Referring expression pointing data
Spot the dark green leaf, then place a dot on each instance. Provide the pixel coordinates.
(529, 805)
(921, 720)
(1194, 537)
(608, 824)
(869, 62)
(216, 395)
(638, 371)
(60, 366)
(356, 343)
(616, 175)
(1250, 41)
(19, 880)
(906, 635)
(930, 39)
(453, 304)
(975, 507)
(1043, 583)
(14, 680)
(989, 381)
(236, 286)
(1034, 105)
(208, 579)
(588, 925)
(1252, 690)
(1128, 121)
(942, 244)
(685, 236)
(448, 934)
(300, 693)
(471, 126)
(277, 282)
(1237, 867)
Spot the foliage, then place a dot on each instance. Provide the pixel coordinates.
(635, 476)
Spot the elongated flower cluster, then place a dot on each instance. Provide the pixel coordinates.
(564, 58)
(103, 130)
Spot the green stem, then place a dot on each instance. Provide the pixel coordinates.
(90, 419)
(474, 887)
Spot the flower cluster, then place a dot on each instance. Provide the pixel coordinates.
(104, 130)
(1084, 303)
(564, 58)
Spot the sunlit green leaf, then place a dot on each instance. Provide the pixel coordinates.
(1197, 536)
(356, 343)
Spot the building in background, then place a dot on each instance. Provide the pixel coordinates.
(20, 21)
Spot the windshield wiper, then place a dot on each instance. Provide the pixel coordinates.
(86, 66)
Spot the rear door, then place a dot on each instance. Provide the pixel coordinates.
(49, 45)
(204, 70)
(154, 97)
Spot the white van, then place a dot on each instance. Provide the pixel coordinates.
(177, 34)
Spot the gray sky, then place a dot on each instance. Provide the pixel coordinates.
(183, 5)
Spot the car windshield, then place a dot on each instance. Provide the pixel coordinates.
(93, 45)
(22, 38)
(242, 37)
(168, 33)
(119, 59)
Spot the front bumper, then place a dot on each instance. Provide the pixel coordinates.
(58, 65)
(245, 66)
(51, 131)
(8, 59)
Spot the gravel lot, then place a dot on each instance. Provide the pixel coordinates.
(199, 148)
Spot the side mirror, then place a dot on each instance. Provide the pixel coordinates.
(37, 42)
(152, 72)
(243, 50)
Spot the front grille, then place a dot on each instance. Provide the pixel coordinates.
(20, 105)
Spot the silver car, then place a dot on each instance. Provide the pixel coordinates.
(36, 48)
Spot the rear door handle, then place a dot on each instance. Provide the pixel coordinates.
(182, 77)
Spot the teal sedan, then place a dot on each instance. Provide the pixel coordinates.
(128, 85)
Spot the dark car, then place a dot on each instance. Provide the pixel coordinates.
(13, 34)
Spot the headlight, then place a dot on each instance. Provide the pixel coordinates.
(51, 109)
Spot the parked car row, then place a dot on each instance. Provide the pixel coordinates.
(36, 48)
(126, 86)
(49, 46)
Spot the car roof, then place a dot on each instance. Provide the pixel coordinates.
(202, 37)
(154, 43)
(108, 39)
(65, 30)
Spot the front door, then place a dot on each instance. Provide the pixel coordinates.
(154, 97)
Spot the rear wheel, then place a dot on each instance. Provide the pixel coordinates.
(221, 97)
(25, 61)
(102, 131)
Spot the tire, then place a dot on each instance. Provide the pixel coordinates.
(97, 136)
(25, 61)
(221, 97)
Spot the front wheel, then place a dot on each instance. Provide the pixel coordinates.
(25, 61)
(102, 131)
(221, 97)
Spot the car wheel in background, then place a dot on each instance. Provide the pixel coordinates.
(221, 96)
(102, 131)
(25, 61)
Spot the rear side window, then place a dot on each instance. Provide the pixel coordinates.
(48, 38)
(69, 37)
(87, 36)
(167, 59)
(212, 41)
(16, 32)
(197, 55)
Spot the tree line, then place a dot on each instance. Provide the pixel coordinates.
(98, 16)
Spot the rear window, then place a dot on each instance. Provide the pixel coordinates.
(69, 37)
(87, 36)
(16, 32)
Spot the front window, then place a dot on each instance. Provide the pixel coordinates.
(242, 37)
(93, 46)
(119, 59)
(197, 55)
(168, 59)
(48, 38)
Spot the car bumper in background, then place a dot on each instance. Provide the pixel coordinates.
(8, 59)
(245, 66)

* [EXERCISE OBJECTIVE]
Write out again every entry above, exactly as given.

* [RESPONSE TO THIS EXERCISE]
Spot the dark green leaf, then place a dot on each instance. Provide the pixel coordinates.
(529, 805)
(921, 720)
(1194, 537)
(608, 824)
(869, 62)
(216, 395)
(638, 371)
(60, 366)
(356, 343)
(616, 175)
(1250, 41)
(19, 880)
(906, 635)
(930, 39)
(453, 304)
(975, 507)
(1043, 583)
(14, 680)
(989, 381)
(236, 286)
(1034, 105)
(208, 579)
(588, 925)
(1252, 690)
(1128, 121)
(942, 244)
(685, 236)
(448, 934)
(300, 693)
(471, 126)
(277, 282)
(1237, 867)
Spot the foliage, then place a dot on each instance. Provide the pixel coordinates.
(635, 476)
Spot the elongated flower cluster, then place a dot on each instance. Provide the pixel coordinates.
(564, 58)
(103, 130)
Spot the green stem, then place a dot on each instance. Provide the pixel coordinates.
(90, 419)
(474, 887)
Spot the flower cluster, then place a dot on each instance. Provide the pixel coordinates.
(104, 130)
(1084, 303)
(564, 58)
Spot the sunlit green leaf, then place a dot on each instance. Provide the pixel coordinates.
(1197, 536)
(356, 343)
Spot the building in background, then place a dot on each instance. Provide the pixel coordinates.
(20, 21)
Spot the windshield wiper, then place a dot on each instance. Provide the pixel coordinates.
(86, 66)
Spot the rear door, then place a dot on each instance. Provide the pixel coordinates.
(49, 45)
(204, 70)
(154, 97)
Spot the white van, then place a dot on each instance. Provide the pixel coordinates.
(177, 34)
Spot the gray sky, then place a dot on each instance. Provide the pixel coordinates.
(183, 5)
Spot the car windshield, then place a dot on each instance. Provide the pixel coordinates.
(93, 45)
(22, 38)
(242, 37)
(168, 33)
(119, 59)
Spot the front bumper, then place a dot on each instance. Provide the pixel coordinates.
(58, 65)
(245, 66)
(51, 131)
(8, 59)
Spot the gravel lot, then place a dot on each instance. Provide the pixel coordinates.
(199, 148)
Spot the side mirror, then place a dot on each instance. Provide the pixel coordinates.
(37, 42)
(152, 72)
(243, 50)
Spot the front grille, then place a dot on each instance. Provide the pixel coordinates.
(20, 105)
Spot the silver car, then place a dot on each instance. Provide the pixel coordinates.
(36, 48)
Spot the rear door handle, then place a dot on each instance. Provide the pixel coordinates.
(182, 77)
Spot the teal sedan, then place a dot on each instance. Provide the pixel coordinates.
(128, 85)
Spot the dark car, then place a dot on each instance. Provide the pixel coordinates.
(13, 34)
Spot the headlight, then place a dot on each instance. Provide the pixel coordinates.
(51, 109)
Spot the parked car row, then place a dot on each instance. Provide the pixel coordinates.
(36, 48)
(126, 86)
(49, 46)
Spot the car roof, then place a dot on each instance. Provide the pixel coordinates.
(202, 37)
(154, 43)
(108, 39)
(65, 30)
Spot the front door, then place a dot on each instance. Provide the pixel coordinates.
(154, 97)
Spot the rear wheel, then place a dot on each instance. Provide the pixel coordinates.
(221, 97)
(25, 61)
(102, 131)
Spot the tire, then place a dot on each instance. Provide the pixel coordinates.
(97, 136)
(25, 61)
(221, 97)
Spot the front wheel, then place a dot on each instance. Provide the pixel coordinates.
(25, 61)
(102, 131)
(221, 97)
Spot the car wheel in background, then place a dot on each instance. Provide the pixel coordinates.
(221, 96)
(102, 131)
(25, 61)
Spot the rear side window, then place a dot on each instance. Provide the pixel coordinates.
(48, 38)
(69, 37)
(87, 36)
(167, 59)
(212, 41)
(16, 32)
(197, 55)
Spot the tree line, then place a dot on each instance. Provide the pixel coordinates.
(98, 16)
Spot the rear window, then place a dot on each instance. Provide the pixel coordinates.
(69, 37)
(87, 36)
(16, 32)
Spot the front window, then place a dot on each instance. Provide the pixel coordinates.
(242, 37)
(93, 46)
(119, 59)
(197, 55)
(168, 59)
(48, 38)
Spot the car bumper in background, then place a dot on each instance. Provide the pixel coordinates.
(8, 59)
(245, 66)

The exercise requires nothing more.